- WHAT YOU HAVE TO DO -
Please repeat the listing below exactly, but do not include its pictures.

·····

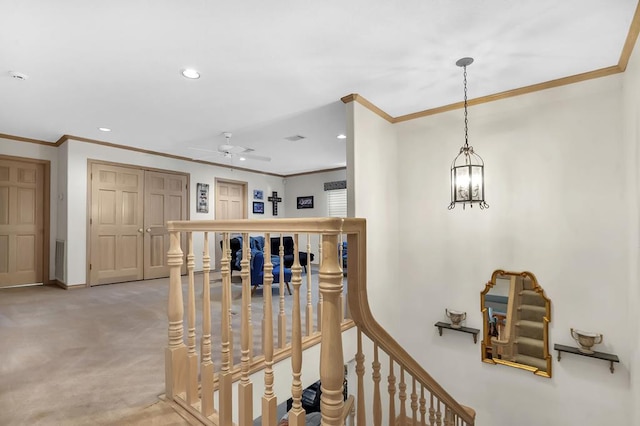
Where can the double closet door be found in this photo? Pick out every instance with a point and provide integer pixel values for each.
(129, 211)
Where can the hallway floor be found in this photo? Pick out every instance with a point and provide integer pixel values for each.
(87, 356)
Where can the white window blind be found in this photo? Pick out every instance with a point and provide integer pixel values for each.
(337, 200)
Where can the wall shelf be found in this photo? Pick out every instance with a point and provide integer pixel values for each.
(447, 325)
(600, 355)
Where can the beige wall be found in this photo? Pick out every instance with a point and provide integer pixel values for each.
(372, 173)
(631, 107)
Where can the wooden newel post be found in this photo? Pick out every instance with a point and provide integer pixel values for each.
(331, 358)
(176, 352)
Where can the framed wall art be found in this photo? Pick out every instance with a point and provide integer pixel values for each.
(258, 207)
(202, 195)
(305, 202)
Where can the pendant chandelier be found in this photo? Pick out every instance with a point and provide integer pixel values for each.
(467, 169)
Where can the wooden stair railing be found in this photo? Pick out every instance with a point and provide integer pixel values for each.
(210, 383)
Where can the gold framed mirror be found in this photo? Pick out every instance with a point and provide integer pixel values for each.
(516, 315)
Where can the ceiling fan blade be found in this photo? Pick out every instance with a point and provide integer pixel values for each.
(202, 149)
(255, 157)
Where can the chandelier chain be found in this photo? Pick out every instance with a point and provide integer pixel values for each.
(466, 121)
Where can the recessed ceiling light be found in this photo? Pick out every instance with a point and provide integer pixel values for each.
(190, 73)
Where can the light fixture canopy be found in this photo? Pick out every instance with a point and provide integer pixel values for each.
(467, 169)
(190, 73)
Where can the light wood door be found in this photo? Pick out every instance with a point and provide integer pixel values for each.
(230, 200)
(117, 221)
(165, 199)
(231, 203)
(21, 222)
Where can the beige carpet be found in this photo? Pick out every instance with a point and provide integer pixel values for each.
(90, 356)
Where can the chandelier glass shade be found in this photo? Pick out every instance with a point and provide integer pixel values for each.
(467, 168)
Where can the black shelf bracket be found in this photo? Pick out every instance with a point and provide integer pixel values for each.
(599, 355)
(447, 325)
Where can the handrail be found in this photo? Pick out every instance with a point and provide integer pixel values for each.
(330, 276)
(362, 316)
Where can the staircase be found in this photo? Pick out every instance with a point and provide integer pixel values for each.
(530, 329)
(220, 377)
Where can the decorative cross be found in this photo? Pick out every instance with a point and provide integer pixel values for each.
(274, 199)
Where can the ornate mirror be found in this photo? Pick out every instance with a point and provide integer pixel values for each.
(516, 315)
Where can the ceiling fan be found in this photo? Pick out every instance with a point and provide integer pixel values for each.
(229, 151)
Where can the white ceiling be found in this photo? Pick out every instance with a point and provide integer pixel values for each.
(273, 69)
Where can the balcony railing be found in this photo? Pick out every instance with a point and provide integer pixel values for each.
(211, 371)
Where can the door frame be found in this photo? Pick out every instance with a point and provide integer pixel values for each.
(245, 208)
(90, 163)
(217, 254)
(46, 212)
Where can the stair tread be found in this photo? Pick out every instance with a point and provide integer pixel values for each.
(532, 324)
(532, 308)
(530, 341)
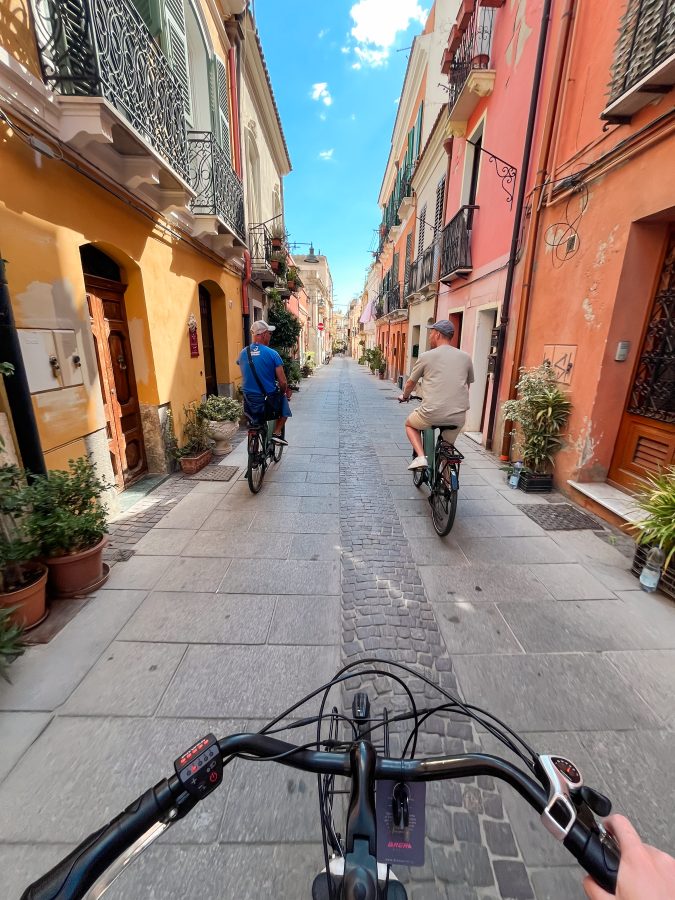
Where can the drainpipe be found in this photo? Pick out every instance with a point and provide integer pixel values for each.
(245, 309)
(522, 187)
(550, 126)
(18, 392)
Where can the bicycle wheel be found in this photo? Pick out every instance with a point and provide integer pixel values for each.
(443, 498)
(256, 462)
(278, 448)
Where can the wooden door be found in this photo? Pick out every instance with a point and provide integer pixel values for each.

·····

- EXERCISE SOLUTION -
Where can the double closet door be found in this photo? Pick out every instance with a point and provide integer pixel values for each.
(129, 211)
Where can the hallway floor be found in this photo? Pick out every instance with a point and provide integer pixel values for each.
(87, 356)
Where can the white window blind be found in this photo? Pick out every instance with a point and provide integer pixel values for each.
(337, 200)
Where can the wall shelf be found in this photo? Pick out every instance with a point and provide integer pixel values for each.
(447, 325)
(600, 355)
Where can the beige wall be found in this photo? Pick out every instance with a point and provide integer pixel values for each.
(372, 173)
(631, 107)
Where can the wooden newel post be found in this photo? Pick out every instance with a point and provide integer pixel values for each.
(331, 358)
(176, 352)
Where can the framed wall art be found in this photo? Pick out every instance with a point and provide integer pixel values for each.
(258, 207)
(202, 195)
(305, 202)
Where can the pendant chandelier be found in this photo? Pick out every instance with a point and provide integer pixel values for each.
(467, 169)
Where can the wooden stair railing be found in this photo? Pick out every instance with a point and provide integer pixel values for each.
(210, 383)
Where can the gold framed mirror be found in this photo? Pick out every instance with a point and provide integer pixel values for each.
(516, 315)
Where can the ceiling fan blade be found in this photo? Pick out every instance with a point and provide integer pixel values for each.
(202, 149)
(255, 157)
Where can the chandelier chain be found in this photo? Pick out every instance with a point and provide integer pixel values for each.
(466, 121)
Where can the recessed ceiling light be found in this photo? Pick out every instance with a point and provide integer pixel values for each.
(190, 73)
Where can the light fixture canopy be found in this photo? Pick out every instance with a point and provide integer pixel values for each.
(467, 169)
(190, 73)
Where can the light wood door be found in this photo? Pick out every instance with a point and provide integer pixel values for each.
(230, 200)
(117, 221)
(165, 199)
(231, 203)
(21, 222)
Where can the beige carpet be found in this photo? Pick out every instance with a point and provide integer pixel values for each.
(90, 356)
Where can the chandelier glass shade be found in this photo? Pick out every instance with a point and provide integer pixel values for each.
(467, 168)
Where can the black shelf bracket be found in this photo? Pick out every instance with a point and provide integer pixel values for each.
(599, 355)
(447, 325)
Where can the handrail be found in this photo? Pick out every instance with a point and provide integer pixel values for each.
(330, 276)
(362, 316)
Where can the staircase be found in this photo? Pick out every instance with a point and provide integer pixel values for each.
(530, 329)
(220, 377)
Where can the decorative cross be found in this photo? Pick out every instance with a point and provide integer pixel values for each.
(274, 199)
Where can the ornate mirror be found in this photo? Pick out every instance with a point and provide integer pixel values for each.
(516, 315)
Where can the ceiling fan be found in this photo? Pick out every instance with a point and provide integer pixel values for each.
(229, 151)
Where can the white ceiling be found in this photo? Pick out every instance with a point and provide integer pixel values for each.
(273, 69)
Where can the balcony railing be found in this photo? Pick out every instance with a point and provide integer pixel values for each.
(211, 371)
Where can the door frame be found in this photo? Pick out every instance with a point and provide integer pixel values for each.
(245, 208)
(90, 163)
(217, 254)
(46, 212)
Where can the stair tread be found in this photo? Pick out every instance with a point and provide integer pixel values for each.
(532, 324)
(532, 308)
(530, 341)
Where can the drainpipe be found in this photo? Pick out every instance with a point and provide integer pixel values for each.
(245, 309)
(522, 187)
(550, 126)
(18, 392)
Where can the bicycle wheel be found in this photo? Pick out every instance with a point and provide integer pixel values for each.
(443, 498)
(256, 462)
(278, 448)
Where can the wooden door be found in this photo? Pick out every instance with a point and provide integer pixel values for each.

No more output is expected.